(Extracted data entries)

+===+

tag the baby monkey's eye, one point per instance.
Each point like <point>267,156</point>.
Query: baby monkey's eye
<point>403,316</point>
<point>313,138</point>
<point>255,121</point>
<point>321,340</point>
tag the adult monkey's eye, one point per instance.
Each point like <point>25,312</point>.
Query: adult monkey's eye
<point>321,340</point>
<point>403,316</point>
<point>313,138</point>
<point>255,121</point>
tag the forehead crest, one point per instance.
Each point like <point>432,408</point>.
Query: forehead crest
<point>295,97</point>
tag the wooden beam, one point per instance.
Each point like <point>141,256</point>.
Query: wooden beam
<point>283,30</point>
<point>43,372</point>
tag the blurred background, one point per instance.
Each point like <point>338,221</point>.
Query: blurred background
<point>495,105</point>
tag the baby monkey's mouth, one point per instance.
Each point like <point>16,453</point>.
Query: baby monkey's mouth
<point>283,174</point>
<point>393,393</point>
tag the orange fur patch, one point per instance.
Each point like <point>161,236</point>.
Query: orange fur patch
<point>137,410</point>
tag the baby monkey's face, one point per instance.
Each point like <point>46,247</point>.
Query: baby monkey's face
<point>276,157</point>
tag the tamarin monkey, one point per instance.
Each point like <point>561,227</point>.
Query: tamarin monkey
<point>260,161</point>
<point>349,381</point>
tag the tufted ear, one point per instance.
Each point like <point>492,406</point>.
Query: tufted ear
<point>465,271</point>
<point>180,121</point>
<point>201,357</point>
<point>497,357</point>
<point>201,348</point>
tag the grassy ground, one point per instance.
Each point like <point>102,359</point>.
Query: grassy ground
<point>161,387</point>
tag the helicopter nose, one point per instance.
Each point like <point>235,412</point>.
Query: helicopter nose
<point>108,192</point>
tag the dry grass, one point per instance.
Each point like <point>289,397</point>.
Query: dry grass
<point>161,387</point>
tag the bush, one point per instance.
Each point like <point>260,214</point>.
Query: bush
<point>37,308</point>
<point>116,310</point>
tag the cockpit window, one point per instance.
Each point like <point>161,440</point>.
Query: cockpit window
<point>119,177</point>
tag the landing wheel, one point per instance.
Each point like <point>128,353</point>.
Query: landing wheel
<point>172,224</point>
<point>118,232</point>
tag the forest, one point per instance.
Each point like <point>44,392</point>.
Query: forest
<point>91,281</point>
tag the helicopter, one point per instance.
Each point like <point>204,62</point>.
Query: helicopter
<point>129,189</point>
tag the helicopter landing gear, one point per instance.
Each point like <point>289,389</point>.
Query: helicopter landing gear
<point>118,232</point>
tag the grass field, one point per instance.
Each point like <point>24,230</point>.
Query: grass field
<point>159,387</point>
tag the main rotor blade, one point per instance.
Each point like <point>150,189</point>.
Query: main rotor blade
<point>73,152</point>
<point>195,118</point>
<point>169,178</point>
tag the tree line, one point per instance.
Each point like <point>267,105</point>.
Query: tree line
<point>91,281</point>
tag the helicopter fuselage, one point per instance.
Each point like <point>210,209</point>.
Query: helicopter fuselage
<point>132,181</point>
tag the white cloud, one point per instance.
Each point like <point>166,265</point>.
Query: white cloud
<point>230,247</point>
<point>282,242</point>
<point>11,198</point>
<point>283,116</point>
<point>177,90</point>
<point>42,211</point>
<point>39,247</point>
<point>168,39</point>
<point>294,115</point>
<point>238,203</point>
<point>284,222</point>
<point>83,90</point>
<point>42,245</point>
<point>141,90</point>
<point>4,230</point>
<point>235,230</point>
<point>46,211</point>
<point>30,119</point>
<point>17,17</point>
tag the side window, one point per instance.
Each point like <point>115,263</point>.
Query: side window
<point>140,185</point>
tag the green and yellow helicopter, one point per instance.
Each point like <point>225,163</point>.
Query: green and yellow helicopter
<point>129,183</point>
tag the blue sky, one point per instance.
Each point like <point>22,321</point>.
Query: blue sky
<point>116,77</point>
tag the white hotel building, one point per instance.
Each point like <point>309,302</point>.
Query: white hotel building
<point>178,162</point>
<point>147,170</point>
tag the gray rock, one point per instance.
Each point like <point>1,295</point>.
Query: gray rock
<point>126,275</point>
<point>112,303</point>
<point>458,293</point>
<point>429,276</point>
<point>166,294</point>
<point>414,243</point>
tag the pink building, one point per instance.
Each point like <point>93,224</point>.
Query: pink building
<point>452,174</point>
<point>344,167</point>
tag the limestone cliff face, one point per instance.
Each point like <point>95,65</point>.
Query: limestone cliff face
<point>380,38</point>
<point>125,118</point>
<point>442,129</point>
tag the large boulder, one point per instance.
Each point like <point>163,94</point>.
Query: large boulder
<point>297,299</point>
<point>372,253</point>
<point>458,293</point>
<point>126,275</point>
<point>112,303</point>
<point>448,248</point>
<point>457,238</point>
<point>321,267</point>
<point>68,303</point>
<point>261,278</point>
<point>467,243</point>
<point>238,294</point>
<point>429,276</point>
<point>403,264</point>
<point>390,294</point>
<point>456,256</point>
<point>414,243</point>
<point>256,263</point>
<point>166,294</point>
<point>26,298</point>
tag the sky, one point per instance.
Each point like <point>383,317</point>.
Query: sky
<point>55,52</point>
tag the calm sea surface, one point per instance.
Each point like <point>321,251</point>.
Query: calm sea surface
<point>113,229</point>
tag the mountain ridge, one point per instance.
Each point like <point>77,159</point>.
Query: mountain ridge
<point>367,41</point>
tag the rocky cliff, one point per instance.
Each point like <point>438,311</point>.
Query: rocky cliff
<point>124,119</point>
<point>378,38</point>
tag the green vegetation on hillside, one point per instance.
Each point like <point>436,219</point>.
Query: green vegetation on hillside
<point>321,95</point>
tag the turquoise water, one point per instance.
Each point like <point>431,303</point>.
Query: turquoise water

+===+

**Work to be completed:** Print all of the records above again, line for line, without changing anything.

**Solved problem:**
tag the baby monkey's eye, one point per instance.
Each point like <point>267,156</point>.
Query: baby monkey's eye
<point>403,316</point>
<point>313,138</point>
<point>255,121</point>
<point>321,340</point>
tag the adult monkey's eye, one point per instance.
Each point like <point>25,312</point>.
Query: adult monkey's eye
<point>321,340</point>
<point>403,316</point>
<point>313,138</point>
<point>255,121</point>
tag the forehead crest, one point per instance.
Each point like <point>432,408</point>.
Query: forehead crest
<point>295,97</point>
tag the wooden beam, one point per instance.
Each point like <point>141,256</point>.
Query: wooden beam
<point>283,30</point>
<point>43,372</point>
tag the blurred background, one point per instance.
Each point like <point>338,221</point>.
Query: blurred background
<point>495,105</point>
tag the baby monkey's mouth, one point per instance.
Each point like <point>16,453</point>.
Query: baby monkey's mouth
<point>283,174</point>
<point>393,393</point>
tag the orange fur patch, one point per instance.
Each point like <point>161,236</point>.
Query: orange fur patch
<point>137,410</point>
tag the baby monkey's face, one point per instance.
Each point like <point>46,247</point>.
Query: baby monkey's face
<point>276,157</point>
tag the tamarin monkey, one point per instance.
Each point like <point>561,227</point>.
Query: tamarin monkey
<point>260,161</point>
<point>349,381</point>
tag the tufted ear, one point per instance.
Each point like <point>492,406</point>.
Query: tufted ear
<point>465,271</point>
<point>180,121</point>
<point>201,357</point>
<point>497,357</point>
<point>201,348</point>
tag the grassy ground, one point per instance.
Each point like <point>102,359</point>.
Query: grassy ground
<point>161,387</point>
tag the helicopter nose, one point per instance.
Each point like <point>235,412</point>.
Query: helicopter nose
<point>108,192</point>
tag the dry grass, one point per instance.
Each point like <point>289,397</point>.
Query: dry grass
<point>161,387</point>
tag the bush, one point per instance.
Each point like <point>260,214</point>.
Query: bush
<point>37,308</point>
<point>116,310</point>
tag the cockpit window, one point per instance.
Each point like <point>161,440</point>.
Query: cockpit window
<point>119,177</point>
tag the landing wheel, one point per instance.
Each point like <point>128,353</point>.
Query: landing wheel
<point>172,224</point>
<point>118,232</point>
tag the forest, one point per instance.
Each point like <point>44,392</point>.
Query: forest
<point>91,281</point>
tag the helicopter, one point per instance.
Each point like <point>204,62</point>.
Query: helicopter
<point>129,189</point>
tag the helicopter landing gear, one point per instance.
Each point like <point>289,389</point>.
Query: helicopter landing gear
<point>118,232</point>
tag the grass field, one point per instance.
Each point like <point>24,230</point>.
Query: grass field
<point>159,387</point>
tag the main rotor blade, one point per instance.
Each point like <point>150,189</point>.
Query: main rotor blade
<point>73,152</point>
<point>195,118</point>
<point>169,178</point>
tag the tree line, one point per instance.
Each point like <point>267,105</point>.
Query: tree line
<point>91,281</point>
tag the helicopter fuselage, one point per instance.
Each point like <point>210,209</point>.
Query: helicopter fuselage
<point>132,181</point>
tag the white cloud, one point per instance.
Each point like <point>166,265</point>.
Query: white cloud
<point>230,247</point>
<point>282,242</point>
<point>11,198</point>
<point>283,116</point>
<point>177,90</point>
<point>42,211</point>
<point>39,247</point>
<point>168,39</point>
<point>294,115</point>
<point>238,203</point>
<point>284,222</point>
<point>83,90</point>
<point>42,245</point>
<point>141,90</point>
<point>4,230</point>
<point>235,230</point>
<point>46,211</point>
<point>30,119</point>
<point>17,17</point>
tag the side window, one point per instance.
Each point like <point>115,263</point>.
Query: side window
<point>140,185</point>
tag the green and yellow helicopter, one point per instance.
Each point like <point>225,163</point>.
Query: green and yellow helicopter
<point>129,183</point>
tag the blue sky, one point per instance.
Each point like <point>22,321</point>.
Query: blue sky
<point>116,77</point>
tag the white hotel building, one point per instance.
Each point like <point>309,302</point>.
Query: white hotel building
<point>178,162</point>
<point>147,170</point>
tag the gray rock, one point per instance.
Each point like <point>1,295</point>.
Query: gray rock
<point>126,275</point>
<point>112,303</point>
<point>458,293</point>
<point>429,276</point>
<point>166,294</point>
<point>414,243</point>
tag the pink building, one point per instance.
Each point like <point>93,224</point>.
Query: pink building
<point>452,174</point>
<point>344,167</point>
tag the limestone cliff face, one point per instance.
Each point like <point>95,65</point>.
Query: limestone cliff face
<point>380,38</point>
<point>125,118</point>
<point>442,129</point>
tag the large boulder, one point per instance.
Each point like <point>163,94</point>.
Query: large boulder
<point>297,299</point>
<point>372,253</point>
<point>458,293</point>
<point>126,275</point>
<point>112,303</point>
<point>448,248</point>
<point>457,238</point>
<point>321,267</point>
<point>68,303</point>
<point>261,278</point>
<point>467,243</point>
<point>238,294</point>
<point>429,276</point>
<point>403,264</point>
<point>390,294</point>
<point>456,256</point>
<point>414,243</point>
<point>256,263</point>
<point>166,294</point>
<point>26,298</point>
tag the sky, one point per instance.
Each point like <point>383,317</point>.
Query: sky
<point>55,52</point>
tag the calm sea surface, one point per instance.
Each point like <point>321,251</point>.
Query: calm sea surface
<point>113,229</point>
tag the mountain ridge, one point per instance.
Each point like <point>77,159</point>.
Query: mountain ridge
<point>367,41</point>
tag the rocky cliff, one point per instance.
Each point like <point>438,311</point>.
Query: rocky cliff
<point>124,119</point>
<point>378,38</point>
tag the green vegetation on hillside, one point per instance.
Each point like <point>436,219</point>.
Query: green vegetation on hillside
<point>321,95</point>
tag the turquoise water, one point per instance.
Each point like <point>431,303</point>.
Query: turquoise water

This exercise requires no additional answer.